Excerpts from a detection dataset
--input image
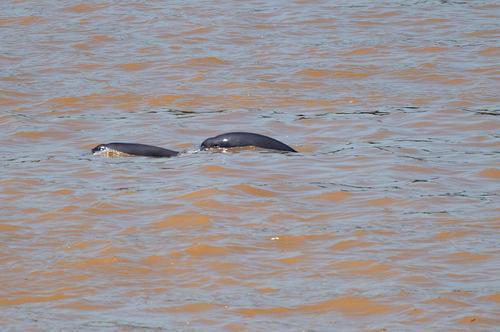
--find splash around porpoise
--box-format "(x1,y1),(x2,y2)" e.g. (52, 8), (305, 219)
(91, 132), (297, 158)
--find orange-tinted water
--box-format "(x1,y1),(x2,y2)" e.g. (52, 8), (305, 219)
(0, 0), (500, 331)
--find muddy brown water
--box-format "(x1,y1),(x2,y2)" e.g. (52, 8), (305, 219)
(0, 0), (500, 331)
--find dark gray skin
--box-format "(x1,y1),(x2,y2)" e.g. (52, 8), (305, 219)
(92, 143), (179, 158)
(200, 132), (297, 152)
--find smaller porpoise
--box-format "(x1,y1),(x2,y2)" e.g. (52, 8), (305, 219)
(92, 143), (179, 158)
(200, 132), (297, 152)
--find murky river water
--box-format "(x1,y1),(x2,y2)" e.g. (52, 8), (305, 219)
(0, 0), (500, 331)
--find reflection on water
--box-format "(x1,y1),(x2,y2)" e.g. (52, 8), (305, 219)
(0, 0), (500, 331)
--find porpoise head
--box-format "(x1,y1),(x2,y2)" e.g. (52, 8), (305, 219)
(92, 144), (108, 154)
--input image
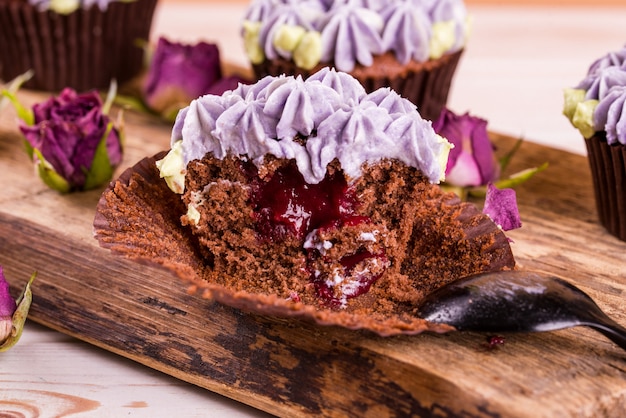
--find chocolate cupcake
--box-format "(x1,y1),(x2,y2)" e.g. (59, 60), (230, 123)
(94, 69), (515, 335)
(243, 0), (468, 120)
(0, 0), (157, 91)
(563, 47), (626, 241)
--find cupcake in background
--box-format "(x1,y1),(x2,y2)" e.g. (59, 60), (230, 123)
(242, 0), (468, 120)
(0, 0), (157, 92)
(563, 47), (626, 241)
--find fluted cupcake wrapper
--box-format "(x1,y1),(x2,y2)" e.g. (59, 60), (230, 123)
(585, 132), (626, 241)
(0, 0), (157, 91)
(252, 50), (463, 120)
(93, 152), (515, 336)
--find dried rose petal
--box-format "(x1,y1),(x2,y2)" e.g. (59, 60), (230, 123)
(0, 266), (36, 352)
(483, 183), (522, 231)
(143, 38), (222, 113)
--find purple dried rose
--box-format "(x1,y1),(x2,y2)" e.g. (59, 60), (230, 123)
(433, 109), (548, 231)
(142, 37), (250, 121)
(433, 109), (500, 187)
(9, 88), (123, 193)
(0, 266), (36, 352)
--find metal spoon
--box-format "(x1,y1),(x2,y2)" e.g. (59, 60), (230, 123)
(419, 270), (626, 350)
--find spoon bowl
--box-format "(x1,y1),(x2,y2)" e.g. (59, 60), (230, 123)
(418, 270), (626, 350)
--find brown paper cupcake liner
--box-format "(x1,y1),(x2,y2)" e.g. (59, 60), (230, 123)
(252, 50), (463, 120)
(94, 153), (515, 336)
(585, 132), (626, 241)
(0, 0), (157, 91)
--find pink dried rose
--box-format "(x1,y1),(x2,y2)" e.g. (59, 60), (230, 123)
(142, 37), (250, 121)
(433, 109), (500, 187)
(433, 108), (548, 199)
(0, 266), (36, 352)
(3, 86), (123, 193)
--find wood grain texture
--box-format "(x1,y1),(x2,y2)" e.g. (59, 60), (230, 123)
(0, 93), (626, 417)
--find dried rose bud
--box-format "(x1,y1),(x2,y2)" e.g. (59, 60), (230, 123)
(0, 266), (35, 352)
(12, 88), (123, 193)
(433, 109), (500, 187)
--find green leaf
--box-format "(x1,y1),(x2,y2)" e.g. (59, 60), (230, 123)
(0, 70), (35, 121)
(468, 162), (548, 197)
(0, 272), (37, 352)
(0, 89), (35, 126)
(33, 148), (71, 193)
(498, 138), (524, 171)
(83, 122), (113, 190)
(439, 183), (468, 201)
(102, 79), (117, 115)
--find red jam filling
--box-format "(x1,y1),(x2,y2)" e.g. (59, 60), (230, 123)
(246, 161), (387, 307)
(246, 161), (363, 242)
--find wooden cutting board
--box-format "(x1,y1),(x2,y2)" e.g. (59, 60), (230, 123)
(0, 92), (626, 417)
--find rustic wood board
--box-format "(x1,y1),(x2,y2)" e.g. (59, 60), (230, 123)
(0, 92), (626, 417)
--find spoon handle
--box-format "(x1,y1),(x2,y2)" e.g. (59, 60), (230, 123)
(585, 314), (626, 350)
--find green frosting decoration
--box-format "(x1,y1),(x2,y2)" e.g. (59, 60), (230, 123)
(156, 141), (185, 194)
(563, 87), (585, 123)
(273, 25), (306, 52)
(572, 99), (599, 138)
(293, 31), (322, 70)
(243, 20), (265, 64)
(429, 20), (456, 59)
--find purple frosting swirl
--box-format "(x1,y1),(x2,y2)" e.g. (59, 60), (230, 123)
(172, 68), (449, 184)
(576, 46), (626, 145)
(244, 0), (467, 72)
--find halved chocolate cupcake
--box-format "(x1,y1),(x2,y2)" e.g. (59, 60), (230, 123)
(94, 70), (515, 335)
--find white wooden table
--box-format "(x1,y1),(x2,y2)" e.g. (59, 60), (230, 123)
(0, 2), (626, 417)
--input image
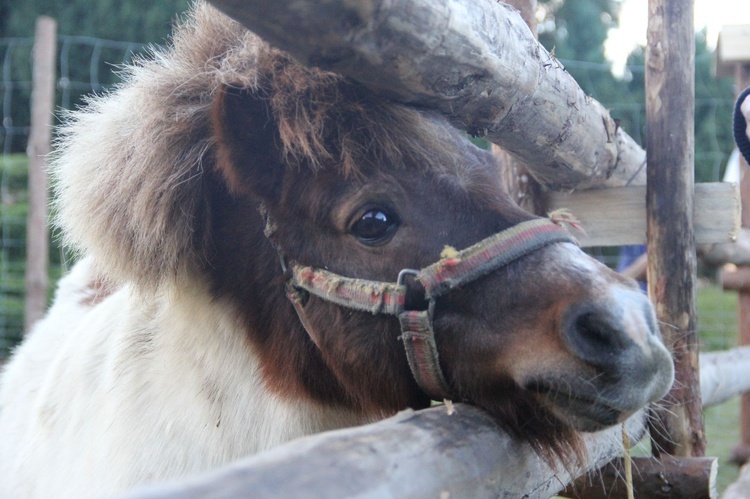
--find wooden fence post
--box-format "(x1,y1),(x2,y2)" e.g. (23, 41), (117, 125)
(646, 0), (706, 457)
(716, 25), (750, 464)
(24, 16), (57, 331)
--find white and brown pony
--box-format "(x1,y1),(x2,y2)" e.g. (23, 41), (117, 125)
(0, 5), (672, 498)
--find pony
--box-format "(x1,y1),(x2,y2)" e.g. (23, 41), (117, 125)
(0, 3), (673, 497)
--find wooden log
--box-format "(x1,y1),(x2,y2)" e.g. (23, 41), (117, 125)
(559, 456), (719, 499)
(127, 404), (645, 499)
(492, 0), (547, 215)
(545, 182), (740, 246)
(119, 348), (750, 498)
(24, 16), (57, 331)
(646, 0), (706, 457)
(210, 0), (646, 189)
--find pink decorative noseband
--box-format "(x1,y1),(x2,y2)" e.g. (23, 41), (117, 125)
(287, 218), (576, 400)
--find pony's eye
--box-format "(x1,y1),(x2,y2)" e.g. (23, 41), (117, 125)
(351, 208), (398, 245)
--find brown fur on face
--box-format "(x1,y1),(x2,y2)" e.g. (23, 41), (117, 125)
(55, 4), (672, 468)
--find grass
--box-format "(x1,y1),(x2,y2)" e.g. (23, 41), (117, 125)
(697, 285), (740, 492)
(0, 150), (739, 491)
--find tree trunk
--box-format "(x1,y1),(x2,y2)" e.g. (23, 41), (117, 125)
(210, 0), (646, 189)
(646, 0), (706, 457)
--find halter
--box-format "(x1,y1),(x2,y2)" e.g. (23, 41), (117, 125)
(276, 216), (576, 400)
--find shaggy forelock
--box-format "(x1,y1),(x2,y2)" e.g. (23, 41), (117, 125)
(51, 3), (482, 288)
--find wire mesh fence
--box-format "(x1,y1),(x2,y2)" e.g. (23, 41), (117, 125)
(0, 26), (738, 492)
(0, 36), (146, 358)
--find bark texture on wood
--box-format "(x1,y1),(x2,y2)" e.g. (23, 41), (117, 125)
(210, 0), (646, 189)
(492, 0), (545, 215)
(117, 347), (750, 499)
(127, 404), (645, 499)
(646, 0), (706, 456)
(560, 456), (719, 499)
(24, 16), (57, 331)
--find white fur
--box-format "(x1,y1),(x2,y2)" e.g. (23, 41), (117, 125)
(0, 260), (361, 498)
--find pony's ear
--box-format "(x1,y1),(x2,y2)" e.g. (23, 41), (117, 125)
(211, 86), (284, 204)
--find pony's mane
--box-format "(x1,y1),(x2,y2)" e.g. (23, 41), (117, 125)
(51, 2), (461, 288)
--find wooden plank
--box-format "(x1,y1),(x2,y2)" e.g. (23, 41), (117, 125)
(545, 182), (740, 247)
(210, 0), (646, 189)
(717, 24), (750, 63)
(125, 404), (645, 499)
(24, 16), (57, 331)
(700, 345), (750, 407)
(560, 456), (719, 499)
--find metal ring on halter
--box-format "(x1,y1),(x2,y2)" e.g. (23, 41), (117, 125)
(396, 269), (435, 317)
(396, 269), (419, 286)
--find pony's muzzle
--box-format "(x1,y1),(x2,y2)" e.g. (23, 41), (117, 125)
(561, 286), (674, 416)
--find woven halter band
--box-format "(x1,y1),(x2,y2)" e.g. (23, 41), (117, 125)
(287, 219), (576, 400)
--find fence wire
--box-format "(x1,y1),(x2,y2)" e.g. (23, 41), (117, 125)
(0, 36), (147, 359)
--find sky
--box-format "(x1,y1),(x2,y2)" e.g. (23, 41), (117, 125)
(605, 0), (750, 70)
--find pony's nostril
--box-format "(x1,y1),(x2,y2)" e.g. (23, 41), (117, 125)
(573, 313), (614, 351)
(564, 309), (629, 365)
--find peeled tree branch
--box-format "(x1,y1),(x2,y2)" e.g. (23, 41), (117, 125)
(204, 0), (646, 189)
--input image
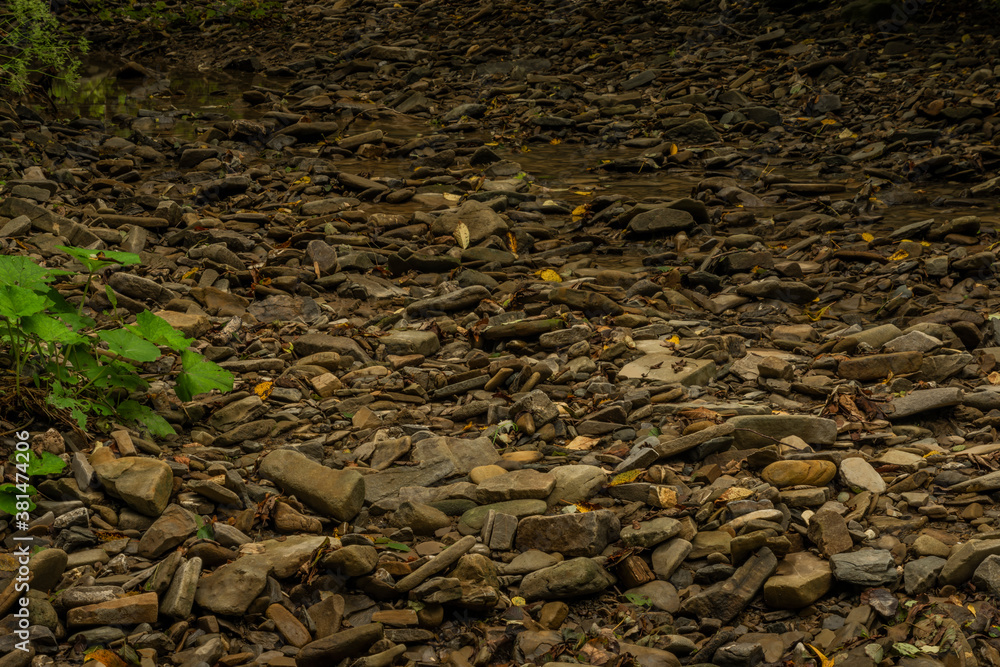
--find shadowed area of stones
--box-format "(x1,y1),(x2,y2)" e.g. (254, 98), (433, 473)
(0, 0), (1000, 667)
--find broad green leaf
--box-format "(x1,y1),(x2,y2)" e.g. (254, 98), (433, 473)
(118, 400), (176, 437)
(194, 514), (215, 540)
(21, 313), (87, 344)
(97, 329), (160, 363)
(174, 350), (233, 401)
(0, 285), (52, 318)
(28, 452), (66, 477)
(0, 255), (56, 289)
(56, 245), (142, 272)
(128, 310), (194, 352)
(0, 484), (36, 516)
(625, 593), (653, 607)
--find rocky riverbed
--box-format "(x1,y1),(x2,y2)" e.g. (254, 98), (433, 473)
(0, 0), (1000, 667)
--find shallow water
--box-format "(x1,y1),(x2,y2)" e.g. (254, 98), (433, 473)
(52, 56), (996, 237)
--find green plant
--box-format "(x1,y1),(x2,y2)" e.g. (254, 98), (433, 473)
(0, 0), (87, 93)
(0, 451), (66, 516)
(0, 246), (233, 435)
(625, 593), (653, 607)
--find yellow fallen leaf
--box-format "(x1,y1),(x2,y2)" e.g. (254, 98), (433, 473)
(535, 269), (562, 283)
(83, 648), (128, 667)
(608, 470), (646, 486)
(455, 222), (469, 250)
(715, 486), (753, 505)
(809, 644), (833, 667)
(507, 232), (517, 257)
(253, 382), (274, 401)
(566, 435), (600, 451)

=== DO THIS ===
Copy the items above verbatim, beginning with the line containing "--find purple frosting swirl" and ending with the line containing "(51, 3), (482, 288)", both included. Omit the pictures from your copy.

=== EXERCISE RESULT ===
--find purple frosting swirl
--box-format "(x1,y1),(x2,y2)" e.g. (59, 60), (230, 123)
(172, 68), (449, 184)
(576, 46), (626, 145)
(244, 0), (467, 72)
--find halved chocolate cupcake
--box-format "(x1,y1),(x2,y2)" e.g. (59, 60), (230, 123)
(94, 70), (515, 335)
--find white wooden table
--box-format "(x1,y1),(x2,y2)" e.g. (59, 60), (230, 123)
(0, 2), (626, 417)
--input image
--find wooden fence post
--box-format "(x1,y1),(x2,y2)" e.g. (23, 41), (117, 125)
(646, 0), (706, 457)
(716, 25), (750, 464)
(24, 16), (57, 331)
--find white and brown pony
--box-format "(x1,y1),(x2,y2)" e.g. (23, 41), (117, 125)
(0, 5), (672, 498)
--find pony
--box-format "(x1,y1),(x2,y2)" e.g. (23, 41), (117, 125)
(0, 3), (673, 497)
--find wooden log
--box-format "(x1,y1),(x2,y2)" e.g. (23, 41), (117, 125)
(559, 456), (719, 499)
(127, 404), (645, 499)
(492, 0), (547, 215)
(545, 182), (740, 246)
(119, 348), (750, 498)
(24, 16), (57, 331)
(646, 0), (706, 457)
(210, 0), (646, 189)
--find pink decorative noseband
--box-format "(x1,y1),(x2,y2)" e.g. (23, 41), (117, 125)
(287, 218), (576, 400)
--find pony's eye
--box-format "(x1,y1),(x2,y2)" e.g. (23, 41), (117, 125)
(351, 208), (398, 245)
--find brown fur on face
--box-format "(x1,y1),(x2,y2)" e.g. (23, 41), (117, 125)
(55, 4), (672, 468)
--find grass
--box-format "(x1,y1),(x2,y2)" e.g. (23, 41), (117, 125)
(697, 285), (740, 492)
(0, 150), (739, 491)
--find tree trunk
--box-format "(x1,y1),(x2,y2)" e.g. (23, 41), (117, 125)
(210, 0), (646, 189)
(646, 0), (706, 457)
--find halter
--box-format "(x1,y1),(x2,y2)" e.g. (23, 41), (117, 125)
(276, 216), (576, 400)
--find shaggy forelock
--box-format "(x1,y1),(x2,y2)" e.g. (23, 41), (117, 125)
(51, 3), (482, 288)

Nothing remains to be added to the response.